Excerpt to read ->
Re: Bug with specific URLs

2002-06-21 Thread Kai Schaetzl

Your message of Thu, 20 Jun 2002 15:49:52 +0200:

> I supposed people would read the index.html. Since this is becoming
> something of a faq I've now I've put a 00Readme.txt on the ftp server and a
> Readme.txt in the binary archives, we'll see if that helps.
>

It should :-)

Kai

--

Kai Schätzl, Berlin, Germany
Get your web at Conactive Internet Services: http://www.conactive.com
IE-Center: http://ie5.de & http://msie.winware.org






Re: Bug with specific URLs

2002-06-21 Thread Kai Schaetzl

Your message of Thu, 20 Jun 2002 17:41:06 +0200:

> Short answer use quotes.

Yeah, thanks. I thought it was the "&", but I wasn't aware that I could 
avoid this by quoting.

> > Cannot write to `foto.php4?id=148087' (Invalid argument).
> 
> And this is the question mark problem search the archives or use version
> 1.8.2

I see. As I said, I couldn't get it to work on that day and the NEWS file 
doesn't list this bug. I was able to test this now with 1.8.2 and see that 
it works. However, shouldn't it grab this header and change the file name, 
anyway?

Extracted data ->
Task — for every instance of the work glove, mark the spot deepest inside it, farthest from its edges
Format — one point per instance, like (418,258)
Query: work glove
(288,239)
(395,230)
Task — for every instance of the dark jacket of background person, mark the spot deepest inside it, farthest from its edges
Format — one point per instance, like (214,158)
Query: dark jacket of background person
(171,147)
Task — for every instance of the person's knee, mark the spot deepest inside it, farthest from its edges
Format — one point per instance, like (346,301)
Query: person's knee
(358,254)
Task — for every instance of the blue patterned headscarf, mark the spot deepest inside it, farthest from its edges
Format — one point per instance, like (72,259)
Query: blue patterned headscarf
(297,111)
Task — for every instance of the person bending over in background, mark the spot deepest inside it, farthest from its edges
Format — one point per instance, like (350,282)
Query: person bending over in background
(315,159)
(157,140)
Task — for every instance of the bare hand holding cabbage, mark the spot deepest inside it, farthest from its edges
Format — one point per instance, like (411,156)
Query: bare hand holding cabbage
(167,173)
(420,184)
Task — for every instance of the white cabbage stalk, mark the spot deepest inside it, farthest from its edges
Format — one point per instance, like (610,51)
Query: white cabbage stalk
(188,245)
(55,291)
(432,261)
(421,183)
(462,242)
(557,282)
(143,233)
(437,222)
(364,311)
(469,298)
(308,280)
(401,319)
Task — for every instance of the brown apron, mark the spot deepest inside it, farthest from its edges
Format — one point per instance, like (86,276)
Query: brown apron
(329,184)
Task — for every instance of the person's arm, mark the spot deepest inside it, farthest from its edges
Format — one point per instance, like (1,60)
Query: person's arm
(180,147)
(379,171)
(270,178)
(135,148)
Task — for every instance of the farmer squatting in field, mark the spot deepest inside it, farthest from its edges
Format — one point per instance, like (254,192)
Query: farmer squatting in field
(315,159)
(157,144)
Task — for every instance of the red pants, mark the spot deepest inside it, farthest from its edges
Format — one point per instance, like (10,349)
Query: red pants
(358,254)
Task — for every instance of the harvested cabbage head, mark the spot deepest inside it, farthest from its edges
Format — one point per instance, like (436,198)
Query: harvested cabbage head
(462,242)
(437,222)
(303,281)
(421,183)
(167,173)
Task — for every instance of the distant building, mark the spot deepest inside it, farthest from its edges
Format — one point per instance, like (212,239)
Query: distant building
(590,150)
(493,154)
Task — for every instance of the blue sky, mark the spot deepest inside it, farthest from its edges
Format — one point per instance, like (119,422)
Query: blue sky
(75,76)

Exercises to complete ->
1. List every web address that appears in the mailing-list thread about the URL bug.
2. Carry on the mailing-list thread about the URL bug from its final sentence.

Written responses ->
1.
http://www.conactive.com
http://ie5.de
http://msie.winware.org

2.
Content-Disposition: inline; filename=147945-.jpg

(This is what I get over a Header-sniffer, f.i.:
http://webtools.mozilla.org/web-sniffer/view.cgi?url=http://217.115.140.10
/picserver/online/foto.php4?id=147945&v=2



Kai

--

Kai Schätzl, Berlin, Germany
Get your web at Conactive Internet Services: http://www.conactive.com
IE-Center: http://ie5.de & http://msie.winware.org






Re: Bug ?

2002-06-02 Thread Hrvoje Niksic

I don't know why Wget dumps core on startup.  Perhaps a gettext
problem?  I have seen reports of failure on startup on Solaris, and it
strikes me that Wget could have picked up wrong or inconsistent
gettext.

Try unsetting the locale-related evnironment variables and seeing if
Wget works then.



Re: bug report and patch, HTTPS recursive get

2002-05-17 Thread Kiyotaka Doumae


In message "Re: bug report and patch, HTTPS recursive get",
Ian Abbott wrote...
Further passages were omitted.